The full set of entries below needs to be written out exactly.
[[ DATA TO USE, beginning ]]
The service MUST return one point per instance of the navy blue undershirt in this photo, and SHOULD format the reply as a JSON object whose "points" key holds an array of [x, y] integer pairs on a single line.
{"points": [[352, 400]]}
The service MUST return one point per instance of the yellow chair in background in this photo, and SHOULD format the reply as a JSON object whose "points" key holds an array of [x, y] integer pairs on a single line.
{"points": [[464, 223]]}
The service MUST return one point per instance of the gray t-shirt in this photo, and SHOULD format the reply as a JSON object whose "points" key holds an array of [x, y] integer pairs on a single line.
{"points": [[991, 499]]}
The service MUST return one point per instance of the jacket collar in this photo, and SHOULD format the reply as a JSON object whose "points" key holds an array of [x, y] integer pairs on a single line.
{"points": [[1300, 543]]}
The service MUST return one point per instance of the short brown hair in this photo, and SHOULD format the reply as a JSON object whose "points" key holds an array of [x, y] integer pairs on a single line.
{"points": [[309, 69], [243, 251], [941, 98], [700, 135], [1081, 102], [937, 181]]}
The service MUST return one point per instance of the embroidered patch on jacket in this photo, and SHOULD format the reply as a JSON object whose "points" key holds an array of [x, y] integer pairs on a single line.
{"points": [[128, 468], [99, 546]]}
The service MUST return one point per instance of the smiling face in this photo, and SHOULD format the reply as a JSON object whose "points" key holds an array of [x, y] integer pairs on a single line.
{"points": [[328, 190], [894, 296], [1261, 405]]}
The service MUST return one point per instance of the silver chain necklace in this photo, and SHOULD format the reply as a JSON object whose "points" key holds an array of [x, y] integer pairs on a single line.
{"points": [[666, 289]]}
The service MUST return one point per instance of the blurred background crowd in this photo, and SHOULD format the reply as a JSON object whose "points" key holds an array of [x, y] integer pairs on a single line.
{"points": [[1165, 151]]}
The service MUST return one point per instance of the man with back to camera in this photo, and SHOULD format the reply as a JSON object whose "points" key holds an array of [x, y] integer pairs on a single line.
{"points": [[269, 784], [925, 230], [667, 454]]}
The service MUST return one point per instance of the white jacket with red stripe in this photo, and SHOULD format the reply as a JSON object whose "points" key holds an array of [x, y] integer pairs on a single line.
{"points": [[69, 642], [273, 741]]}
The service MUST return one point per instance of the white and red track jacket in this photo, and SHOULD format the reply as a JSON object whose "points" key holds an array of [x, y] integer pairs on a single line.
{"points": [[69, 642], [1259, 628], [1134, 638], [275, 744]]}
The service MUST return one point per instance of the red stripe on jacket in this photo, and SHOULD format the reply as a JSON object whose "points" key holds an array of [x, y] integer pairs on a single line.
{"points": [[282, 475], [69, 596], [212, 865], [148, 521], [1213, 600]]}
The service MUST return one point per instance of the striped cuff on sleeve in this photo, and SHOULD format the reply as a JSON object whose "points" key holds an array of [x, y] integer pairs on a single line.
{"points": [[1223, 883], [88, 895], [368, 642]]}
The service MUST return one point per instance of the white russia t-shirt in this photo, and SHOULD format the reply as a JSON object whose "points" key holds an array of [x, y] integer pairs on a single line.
[[ DATA TO USE, end ]]
◆ ANSWER AREA ◆
The service MUST return one point per instance of the navy blue undershirt in this photo, and SHOULD format the reply as a JSON object whose "points" key holds an array of [x, y] integer pairs on a single line.
{"points": [[352, 400]]}
The service MUST return one point per instance of the yellow chair in background in this photo, and SHOULD format the reply as a JSON object whose "points" key holds an array of [x, y] integer pairs on a single line.
{"points": [[464, 223]]}
The service MUST return one point per instance of the gray t-shirt in this photo, and SHOULD format the reply as a JSON object whose "points" key holds an array of [x, y] integer pairs on a single line.
{"points": [[991, 499]]}
The service MUST return one point per instance of the jacket collar in this photo, and SHOULD format the reply as a JSON object whose "points" key holds an array of [x, y] integer pairs on a single line.
{"points": [[1300, 543]]}
The service MUST return one point per instance of the short brown hair in this photo, and SHOULD format the reply as a JSON object whose "points" key holds an array of [x, y] integer pairs on a single line.
{"points": [[309, 69], [243, 251], [941, 98], [700, 135], [1081, 102], [937, 181]]}
The service MUST return one point per instance of the embroidered patch on jacket in this photo, and SHOULD format the reply as a JSON object whose "points" key holds an array of [x, y] integer pairs on a single line.
{"points": [[128, 468], [99, 546]]}
The service MUST return one point per instance of the smiling face in this photo, and SHOULD format the reply as a JSON object whose "points" key holds an array of [x, y] integer pairs on a single line.
{"points": [[328, 190], [894, 296], [1261, 405]]}
The service MUST return one point per instance of the silver chain necklace in this photo, and SHOULD format the reply as a JSON object whose "points" key holds an array of [x, y] integer pairs on a single line.
{"points": [[666, 289]]}
The service MUST return one point per instance of the blurred background crowd in this photo, and SHOULD format the reply as a JSON object whose "points" key holds an array of [x, y] integer pairs on a single line.
{"points": [[1165, 151]]}
The service MUST return one point per instance of the man with back to camera in this photo, and SHOULD format the reply as a JSON object whose "points" key holds an array of [x, y] integer pairs on a single line.
{"points": [[269, 784], [925, 230], [667, 454]]}
The service MUST return one point per instance of the white jacket with red stripe in this photo, and SHOULD format the reply as a JSON object whose "points" key holds an array of [x, y] integer pairs on a single line.
{"points": [[69, 642], [273, 741]]}
The service MUST return one point per instance of the white and red track jacket in this photo, and SHOULD format the reply as a JSON object whose "points" key holds an array of [x, y] integer pairs on a single line.
{"points": [[69, 642], [1259, 628], [1134, 638], [275, 744]]}
The service MUST return one point per instance of the red stripe on jacket in this photo, and SHOULD format the reply as a JSON object whose "points" key holds an array of [x, y] integer pairs on a single line.
{"points": [[282, 475], [69, 596], [212, 865], [148, 521], [1213, 600]]}
The service MUST return one point per instance of the striped cuff on sleeve in this photo, and SHOULD format the reply as a JSON object whose "points" key holds an array of [x, y] integer pairs on a single line.
{"points": [[1223, 883], [88, 895], [368, 642]]}
The service MUST return one point per instance of the white russia t-shirt in this photo, and SHOULD format the reply as a JSON object whose "points" key holds an array of [x, y] integer pairs on a single line.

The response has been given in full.